## Article

================================

Maya does her Miss Marple thing to try to find out what really happened to Aubrey, to find out how Frank killed her, and one more thing. During the few weeks in which she dated Frank, there were multiple episodes in which she lost hours of time. Did Frank drug her? There is peril aplenty, as we take Maya’s word that Frank is a killer, so all her activity might be putting her in mortal peril. If only the cops had taken her seriously, but you know the cops in such almost stories never do.
Pliny the Elder said Home is where the heart is, but how can a place that feels so home-like also be so terrifying? This reflects some events and concerns in Reyes’s life.
The inspiration was mostly subconscious. I was living alone in a new city, cut off from any place I’d call home, when I wrote the first draft. This lonely feeling inspired one of the book’s major themes, which is the universal yearning to return to a place and time of belonging. That theme shaped the story and helped me build the titular house in the pines. – from the Book Club Kit
Reyes incorporated several elements of her life into the book. In addition to struggles with addiction, both Maya and Ana are half Guatemalan. Both were raised in Pittsfield, MA. The book took seven years to write, and the gap between Aubrey’s death and Maya’s return to the scene of the crime is seven years.
In order to solve the mysteries, Maya must figure out the imagery in an incomplete book her father had been writing when he died in Guatemala. The references take one a bit afield, but if you dig into them, you will be rewarded. I posted some info in EXTRA STUFF.
Maya’s father’s book points to an important truth about the danger she’s in. For me this was a metaphor for inherited trauma. Like so many people with roots in colonized places, the violence of the past has a way of showing up in the present in unexpected and highly personal ways. This is true for Maya in a very literal sense. To save herself, she must understand a story written before she was born. – from the Book Club Kit
There are some fairy-tale-like references in here, but I am not sure they are much more than added in passing. One can see certainly see Frank as a seductive wolf, a la Little Red Riding Hood. A musical group dresses as the fairy godmothers, lending one to consider Sleeping Beauty, which is further reinforced by Maya’s several episodes of lost time, and, ironically, her difficulties with sleep. Woods, per se, have always been a source of fear in Western lore.

================================

## Source data
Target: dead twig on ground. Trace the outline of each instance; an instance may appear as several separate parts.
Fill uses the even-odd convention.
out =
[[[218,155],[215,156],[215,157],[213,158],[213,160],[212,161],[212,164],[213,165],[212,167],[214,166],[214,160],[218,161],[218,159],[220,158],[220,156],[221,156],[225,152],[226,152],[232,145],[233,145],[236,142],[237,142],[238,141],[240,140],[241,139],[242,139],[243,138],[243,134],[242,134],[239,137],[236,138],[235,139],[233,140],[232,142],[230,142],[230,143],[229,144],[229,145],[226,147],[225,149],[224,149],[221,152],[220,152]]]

================================

## What you should do
Restate the stretch of the review from "Maya does her" through "in Reyes’s life.", substituting "danger" for each occurrence of "peril".

## Written solution
Maya does her Miss Marple thing to try to find out what really happened to Aubrey, to find out how Frank killed her, and one more thing. During the few weeks in which she dated Frank, there were multiple episodes in which she lost hours of time. Did Frank drug her? There is danger aplenty, as we take Maya’s word that Frank is a killer, so all her activity might be putting her in mortal danger. If only the cops had taken her seriously, but you know the cops in such almost stories never do.
Pliny the Elder said Home is where the heart is, but how can a place that feels so home-like also be so terrifying? This reflects some events and concerns in Reyes’s life.